§ **Vorliegender Text**:
■ ■ ■ ■ ■ ■ ■

CDU und CSU könnten nur gemeinsam Erfolge haben oder erfolglos sein, sagte CDU-Politiker Wolfgang Bosbach im Dlf. Das gelte gerade in der Flüchtlingspolitik. Man werde der Kanzlerin wohl 14 Tage Zeit geben. Es werde entscheidend sein, ob es wirklich zu einer Regelung komme, die solidarisch mitgetragen wird.

Wolfgang Bosbach im Gespräch mit Christoph Heinemann | 18.06.2018
    Wolfgang Bosbach
    Statt "Kompromissen auf europäischer Ebene, wo anschließend jeder das herausliest, was ihm gefällt", wünscht sich CDU-Politiker Wolfgang Bosbach eine Regelung in der Flüchtlingspolitik, "die solidarisch mitgetragen wird". (CDU / Manfred Esser)
    Christoph Heinemann: Am Telefon ist der Innen- und Rechtspolitiker Wolfgang Bosbach (CDU), Berater der Landesregierung von Nordrhein-Westfalen und ehemaliger Bundestagsabgeordneter. Guten Tag!
    Wolfgang Bosbach: Guten Tag, Herr Heinemann.
    "Wir haben klare Regeln, die nur nicht eingehalten werden"
    Heinemann: Herr Bosbach, Sie haben es gehört: Zurückweisung zunächst nur für Menschen mit Einreiseverbot und gleichzeitig Hoffen auf europäische Vereinbarungen. Wäre das ein tragfähiger Kompromiss?
    Bosbach: Da stellt sich sofort die Frage, wie lange wollen wir dann warten auf europäische Vereinbarungen, und warum gilt es nicht als europäische Vereinbarung, wenn wir das geltende Recht konsequent anwenden. Es ist ja gerade nicht so, dass wir uns auf europäischer Ebene in einem rechtsfreien Raum bewegen, der zunächst einmal durch rechtliche Regelungen gefüllt werden müsste. Wir haben klare Regeln, die nur in der Praxis nicht eingehalten werden.

■ ■ ■ ■ ■ ■ ■

§ **Erfasste Daten**:
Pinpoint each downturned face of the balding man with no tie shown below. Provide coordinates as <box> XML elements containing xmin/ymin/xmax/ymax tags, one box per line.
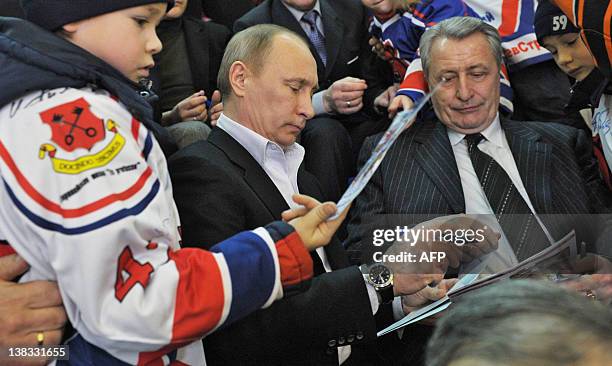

■ ■ ■ ■ ■ ■ ■

§ **Arbeitsauftrag 1**:
Beantworte die folgenden Fragen zum Gespräch mit Wolfgang Bosbach über die Flüchtlingspolitik.
(a) Wie viel Zeit werde man der Kanzlerin nach Bosbachs Einschätzung wohl geben?
(b) In welcher Funktion ist Bosbach für die Landesregierung von Nordrhein-Westfalen tätig?
(c) Was gilt nach Bosbachs Aussage für die bestehenden Regeln auf europäischer Ebene?
§ **Arbeitsauftrag 2**:
Führe das Gespräch mit Wolfgang Bosbach über die Flüchtlingspolitik nach dessen letztem Satz weiter.

§ **Antwort zur Aufgabe 1**:
(a) Man werde der Kanzlerin wohl 14 Tage Zeit geben.
(b) Er ist Berater der Landesregierung von Nordrhein-Westfalen.
(c) Es gibt klare Regeln, die nur in der Praxis nicht eingehalten werden.

§ **Antwort zur Aufgabe 2**:
    Heinemann: Was heißt das jetzt genau? Würden Sie sagen, dass Seehofers Vorschlag richtig ist?
    "Faktisch gibt es dieses Wahlrecht doch"
    Bosbach: Ja! In der Sache ist er richtig, denn nach schon lange geltendem Recht muss das Asylverfahren dort durchgeführt werden, wo der Antragsteller zum ersten Mal ein Land der Europäischen Union erreicht hat. Es gibt kein Recht für Asylbewerber, quer durch Europa zu reisen, bei offenen Grenzen, um sich ein Land aussuchen zu können, wo er den Asylantrag stellt. Wenn wie seit knapp drei Jahren das Asylgesuch an der Grenze Pass und Visum ersetzen, dann hat man nicht rechtlich, aber faktisch das Problem, dass es dieses Wahlrecht doch gibt.
    "Nie waren Außengrenzen durchlässiger"
    Heinemann: Sie haben Ihren Parteifreund Armin Laschet gehört. Schengen aussetzen, der kontrollfreie Übergang an den Grenzen, kommt überhaupt nicht in die Tüte.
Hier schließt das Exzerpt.